[Prompt]: All lines from the one with "Pin a point on every instance of the white shipping" through the end of the records below are to be given again exactly, and nothing else.

[Source records]
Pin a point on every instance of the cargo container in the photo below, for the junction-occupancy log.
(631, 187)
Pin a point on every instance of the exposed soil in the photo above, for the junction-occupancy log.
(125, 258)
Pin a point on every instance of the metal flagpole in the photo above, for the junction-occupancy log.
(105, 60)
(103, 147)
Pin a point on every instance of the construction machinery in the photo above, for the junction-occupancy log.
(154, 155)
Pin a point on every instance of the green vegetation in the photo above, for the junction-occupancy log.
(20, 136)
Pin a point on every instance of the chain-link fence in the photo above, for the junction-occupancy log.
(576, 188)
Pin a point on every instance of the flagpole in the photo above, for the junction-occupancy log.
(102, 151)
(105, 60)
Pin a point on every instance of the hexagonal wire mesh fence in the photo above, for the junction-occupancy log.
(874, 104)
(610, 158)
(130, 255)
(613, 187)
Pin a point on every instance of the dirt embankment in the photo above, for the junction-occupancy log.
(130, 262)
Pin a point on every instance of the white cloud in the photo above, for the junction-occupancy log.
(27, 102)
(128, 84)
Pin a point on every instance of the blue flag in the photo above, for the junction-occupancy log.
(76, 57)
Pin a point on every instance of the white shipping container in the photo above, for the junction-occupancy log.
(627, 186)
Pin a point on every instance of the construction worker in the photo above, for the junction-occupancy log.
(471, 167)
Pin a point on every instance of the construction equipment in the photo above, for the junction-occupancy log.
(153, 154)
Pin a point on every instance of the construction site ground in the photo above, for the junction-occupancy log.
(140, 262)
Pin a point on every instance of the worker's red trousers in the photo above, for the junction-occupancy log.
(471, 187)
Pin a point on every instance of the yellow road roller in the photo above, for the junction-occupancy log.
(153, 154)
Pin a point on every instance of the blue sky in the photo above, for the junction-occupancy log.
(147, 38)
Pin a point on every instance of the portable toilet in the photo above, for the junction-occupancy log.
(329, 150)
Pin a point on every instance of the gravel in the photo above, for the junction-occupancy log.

[Answer for this exercise]:
Pin a point on every instance of the white shipping container in the photo above, for the junction-occupancy log.
(627, 186)
Pin a point on every instance of the construction worker in the photo above, for the junction-occupancy log.
(471, 167)
Pin a point on every instance of the construction equipment in the photo above, for the junction-occupancy log.
(153, 154)
Pin a point on every instance of the construction site ground in the photo above, for the junction-occupancy log.
(140, 262)
Pin a point on every instance of the worker's red trousers in the photo above, for the junction-occupancy log.
(471, 187)
Pin a point on every instance of the yellow road roller in the photo above, for the junction-occupancy log.
(153, 154)
Pin a point on every instance of the blue sky in the photo above, for the junction-occupancy log.
(147, 38)
Pin a point on every instance of the portable toilet in the photo above, for the junction-occupancy log.
(329, 150)
Pin a point on every instance of the gravel in the photo above, for the junction-occupancy log.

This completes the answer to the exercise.